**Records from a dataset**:
= Beginning of Section =

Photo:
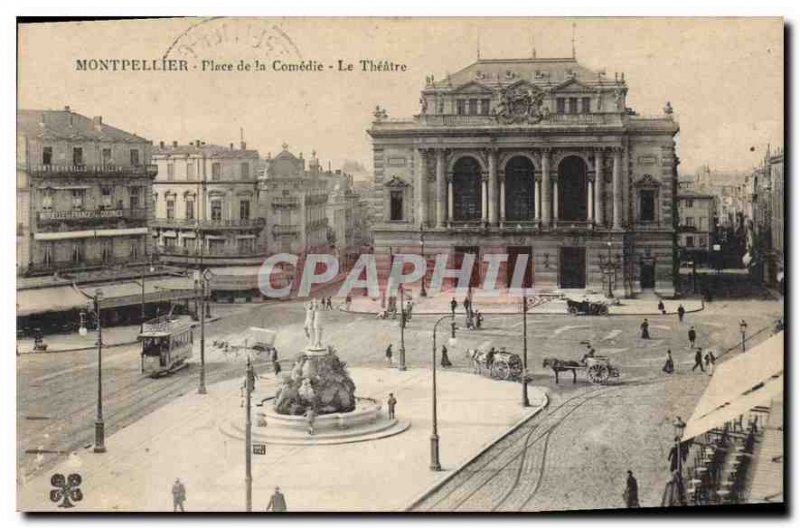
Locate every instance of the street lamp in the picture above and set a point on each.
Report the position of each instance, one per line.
(679, 426)
(422, 291)
(525, 401)
(743, 329)
(99, 425)
(203, 279)
(145, 268)
(435, 465)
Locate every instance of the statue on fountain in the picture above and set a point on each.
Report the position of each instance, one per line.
(318, 380)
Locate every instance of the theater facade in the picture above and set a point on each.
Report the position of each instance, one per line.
(536, 157)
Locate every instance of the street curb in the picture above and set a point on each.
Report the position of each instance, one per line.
(444, 480)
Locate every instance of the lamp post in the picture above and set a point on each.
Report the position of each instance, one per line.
(403, 321)
(679, 426)
(525, 401)
(249, 386)
(435, 464)
(145, 268)
(743, 329)
(422, 291)
(99, 424)
(203, 279)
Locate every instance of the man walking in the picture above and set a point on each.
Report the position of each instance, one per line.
(277, 502)
(645, 326)
(389, 355)
(698, 360)
(178, 495)
(631, 493)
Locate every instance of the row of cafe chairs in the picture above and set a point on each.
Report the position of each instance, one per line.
(717, 464)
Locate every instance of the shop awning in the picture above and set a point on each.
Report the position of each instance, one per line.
(156, 290)
(50, 299)
(739, 384)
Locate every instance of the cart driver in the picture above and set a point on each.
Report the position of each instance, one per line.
(588, 354)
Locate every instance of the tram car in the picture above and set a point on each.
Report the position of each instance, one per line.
(167, 346)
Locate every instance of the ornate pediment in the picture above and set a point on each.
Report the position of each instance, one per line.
(572, 85)
(471, 88)
(396, 182)
(521, 103)
(647, 181)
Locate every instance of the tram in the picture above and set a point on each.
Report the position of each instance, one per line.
(166, 346)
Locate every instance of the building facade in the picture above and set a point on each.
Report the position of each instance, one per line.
(83, 194)
(206, 214)
(294, 201)
(696, 213)
(536, 157)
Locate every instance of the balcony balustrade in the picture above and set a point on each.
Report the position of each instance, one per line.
(90, 170)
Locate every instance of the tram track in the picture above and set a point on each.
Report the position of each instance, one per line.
(463, 495)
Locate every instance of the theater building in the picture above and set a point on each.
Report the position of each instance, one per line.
(537, 157)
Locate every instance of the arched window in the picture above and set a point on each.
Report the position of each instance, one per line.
(467, 189)
(572, 188)
(519, 189)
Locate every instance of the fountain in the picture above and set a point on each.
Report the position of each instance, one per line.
(315, 402)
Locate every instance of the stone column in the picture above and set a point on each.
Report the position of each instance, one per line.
(617, 188)
(546, 198)
(598, 187)
(502, 198)
(441, 189)
(492, 187)
(450, 198)
(555, 199)
(422, 188)
(484, 198)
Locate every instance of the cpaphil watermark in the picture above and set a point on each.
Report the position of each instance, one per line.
(284, 275)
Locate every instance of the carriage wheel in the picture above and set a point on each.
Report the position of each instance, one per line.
(597, 373)
(502, 370)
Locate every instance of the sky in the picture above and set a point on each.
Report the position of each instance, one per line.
(723, 77)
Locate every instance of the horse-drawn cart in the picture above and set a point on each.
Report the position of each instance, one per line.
(598, 369)
(498, 364)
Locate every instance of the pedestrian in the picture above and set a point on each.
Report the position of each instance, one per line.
(277, 502)
(445, 358)
(631, 493)
(698, 360)
(178, 495)
(669, 365)
(710, 362)
(311, 416)
(389, 355)
(645, 326)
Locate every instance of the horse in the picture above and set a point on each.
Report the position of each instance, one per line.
(561, 365)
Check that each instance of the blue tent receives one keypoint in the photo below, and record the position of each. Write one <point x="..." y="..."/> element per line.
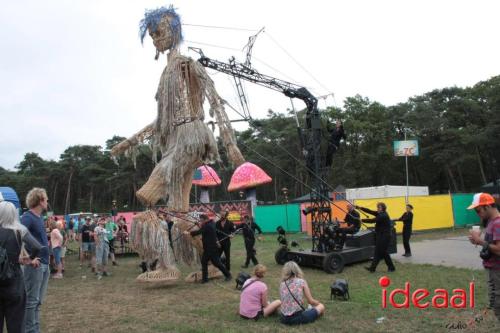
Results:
<point x="8" y="194"/>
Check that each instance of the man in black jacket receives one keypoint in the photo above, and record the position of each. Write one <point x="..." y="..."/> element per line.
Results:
<point x="353" y="225"/>
<point x="336" y="134"/>
<point x="225" y="230"/>
<point x="210" y="248"/>
<point x="249" y="226"/>
<point x="407" y="219"/>
<point x="383" y="226"/>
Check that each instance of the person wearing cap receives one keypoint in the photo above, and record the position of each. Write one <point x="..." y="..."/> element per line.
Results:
<point x="485" y="206"/>
<point x="407" y="219"/>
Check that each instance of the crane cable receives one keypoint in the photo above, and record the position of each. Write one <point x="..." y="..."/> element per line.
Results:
<point x="287" y="173"/>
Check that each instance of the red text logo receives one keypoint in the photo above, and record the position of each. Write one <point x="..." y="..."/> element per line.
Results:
<point x="421" y="298"/>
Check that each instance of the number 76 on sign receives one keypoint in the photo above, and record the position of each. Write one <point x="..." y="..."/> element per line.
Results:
<point x="406" y="148"/>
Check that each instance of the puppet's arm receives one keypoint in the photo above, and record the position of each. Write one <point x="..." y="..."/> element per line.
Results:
<point x="217" y="109"/>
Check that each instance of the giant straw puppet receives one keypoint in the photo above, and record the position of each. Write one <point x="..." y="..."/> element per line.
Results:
<point x="185" y="143"/>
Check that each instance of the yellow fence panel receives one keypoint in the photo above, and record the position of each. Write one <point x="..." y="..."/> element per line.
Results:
<point x="429" y="212"/>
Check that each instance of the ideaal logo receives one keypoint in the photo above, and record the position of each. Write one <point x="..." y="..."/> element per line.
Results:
<point x="421" y="298"/>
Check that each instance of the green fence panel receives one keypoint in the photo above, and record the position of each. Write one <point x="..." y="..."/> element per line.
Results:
<point x="270" y="217"/>
<point x="461" y="214"/>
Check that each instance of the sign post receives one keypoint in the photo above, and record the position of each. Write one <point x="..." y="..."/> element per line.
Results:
<point x="406" y="148"/>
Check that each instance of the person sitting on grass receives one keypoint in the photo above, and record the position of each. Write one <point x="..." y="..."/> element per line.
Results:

= End of Section =

**Your task**:
Leave the pictures out and copy the rest of the data exactly.

**Solution for this problem**:
Photo:
Locate every instance of the street lamp in the picture above and set a point on each.
Report the position of each instance, one per line.
(679, 426)
(422, 291)
(525, 401)
(743, 329)
(99, 425)
(203, 279)
(145, 268)
(435, 465)
Locate every instance of the statue on fountain in the picture above and set a point on each.
Report the position of each instance, one per line.
(318, 380)
Locate every instance of the theater facade in the picture above and set a point on each.
Report the position of each instance, one per line.
(536, 157)
Locate every instance of the street curb in the picture above and set a point on each.
Report the position of each instance, one per line.
(444, 480)
Locate every instance of the lamp post in the picture above and set a point on each.
Report the position of each instance, one per line.
(403, 321)
(679, 426)
(525, 401)
(249, 386)
(435, 464)
(145, 268)
(743, 329)
(422, 291)
(99, 424)
(203, 279)
Locate every instance of the man walking in the picture above and set a point on each.
Report the position of each instance, one per line.
(277, 502)
(645, 326)
(389, 355)
(698, 360)
(178, 495)
(631, 493)
Locate every instance of the row of cafe chairs in the picture above and set a point on each.
Report the position of each instance, one per line.
(717, 464)
Locate every instance of the shop awning in the picture above and set a point on each.
Report the position of each instance, one per line.
(156, 290)
(50, 299)
(739, 384)
Locate every instance of the cart driver in the picture above and set a point on each.
Report the position of each instance, one per line.
(588, 354)
Locate every instance of the tram car in the picture above and set a point on each.
Report the position of each instance, one per line.
(167, 346)
Locate every instance of the ornate pediment in the picture above and set a point on each.
Report the position of each instance, one per line.
(572, 85)
(471, 88)
(396, 182)
(521, 103)
(647, 181)
Locate every instance of the tram in the picture above and set a point on each.
Report the position of each instance, one per line.
(166, 346)
Locate every instance of the building facade in the picture above and set a point on each.
Report the position of each instance, one per line.
(83, 194)
(206, 214)
(294, 201)
(696, 213)
(536, 157)
Locate every instance of the balcony balustrade in the picture above and set a point on each.
Report the position of each instance, one per line.
(90, 170)
Locate every instance of the tram track in the picture above and set a point on each.
Report the position of each instance, one per line.
(463, 495)
Locate every instance of the theater building in the picture above and set a point on each.
Report the position of each instance, one per line.
(537, 157)
Locate every instance of the arched window in the picture above and set a point on each.
Report the position of each instance, one per line.
(467, 189)
(572, 188)
(519, 189)
Locate every instance of the fountain in the picture above and set a point on each.
Report the position of each instance, one per line.
(315, 402)
Locate every instance of the stone column in the picture above and set a point on each.
Report the position of each instance, one per line.
(617, 188)
(546, 198)
(598, 187)
(502, 198)
(441, 189)
(492, 187)
(450, 198)
(555, 199)
(422, 188)
(484, 198)
Locate every instance of the cpaphil watermark in the picture above and set a point on each.
Report the position of each instance, one per line.
(284, 275)
Locate every instance of the carriage wheel in the picture above and set a point on each.
Report the position of each instance, one per line.
(597, 373)
(502, 370)
Locate every instance of the sky in the picture above and set a point on each.
Report the position of each instance, one per line.
(723, 77)
Locate every instance of the horse-drawn cart in the picture above and set a point on each.
Report the position of each instance, one per line.
(598, 369)
(498, 364)
Locate every instance of the pedestrian in the picture above and set a point on each.
Report the position of each instance, one per line.
(277, 502)
(445, 358)
(631, 493)
(698, 360)
(178, 495)
(669, 365)
(710, 362)
(311, 416)
(389, 355)
(645, 326)
Locate every instance of the horse in the picture above and set a point on each.
Report the position of each instance, one per line.
(561, 365)
Check that each instance of the blue tent receives one keypoint in the photo below, and record the position of each. Write one <point x="..." y="..."/> element per line.
Results:
<point x="8" y="194"/>
Check that each instance of the man in black jacket receives one keypoint in the photo above, and record the position of each. Write one <point x="..." y="..."/> element per line.
Results:
<point x="353" y="225"/>
<point x="336" y="134"/>
<point x="225" y="230"/>
<point x="210" y="248"/>
<point x="249" y="226"/>
<point x="407" y="219"/>
<point x="383" y="226"/>
Check that each instance of the person wearing cap receives one keypoint in the photo above, and record the position of each. Write one <point x="..." y="..."/> element per line.
Results:
<point x="485" y="206"/>
<point x="407" y="219"/>
Check that each instance of the crane cable receives one keypoint in the photo above, and record the position of each. Write one <point x="..." y="..."/> element per line.
Results:
<point x="287" y="173"/>
Check that each instance of the red text logo receives one keypoint in the photo above, and record the position of each. Write one <point x="..." y="..."/> element per line.
Results:
<point x="421" y="298"/>
Check that each instance of the number 76 on sign receives one keypoint in the photo above, and record the position of each. Write one <point x="..." y="..."/> element per line.
Results:
<point x="406" y="148"/>
Check that each instance of the puppet's arm receives one keypoint in the photo above, and record the position of each. Write one <point x="..." y="..."/> element per line.
Results:
<point x="217" y="109"/>
Check that each instance of the giant straw puppet receives one keypoint in the photo above, and record the position of each. Write one <point x="..." y="..."/> element per line.
Results:
<point x="185" y="143"/>
Check that each instance of the yellow fence panel receives one keypoint in the photo above, and record the position of each. Write one <point x="..." y="..."/> element per line.
Results:
<point x="429" y="212"/>
Check that each instance of the ideaal logo receives one keypoint in the photo above, and record the position of each. Write one <point x="..." y="..."/> element per line.
Results:
<point x="421" y="298"/>
Check that each instance of the green fence panel receives one keypoint in the photo above, and record the position of each. Write one <point x="..." y="..."/> element per line.
Results:
<point x="270" y="217"/>
<point x="461" y="214"/>
Check that each instance of the sign post receives one keypoint in the photo above, and record the position of each. Write one <point x="..." y="..."/> element per line.
Results:
<point x="406" y="148"/>
Check that each instance of the person sitting on grass receives one keypoint in the photo above, and record the position of each. Write one <point x="..." y="..."/> element per line.
Results:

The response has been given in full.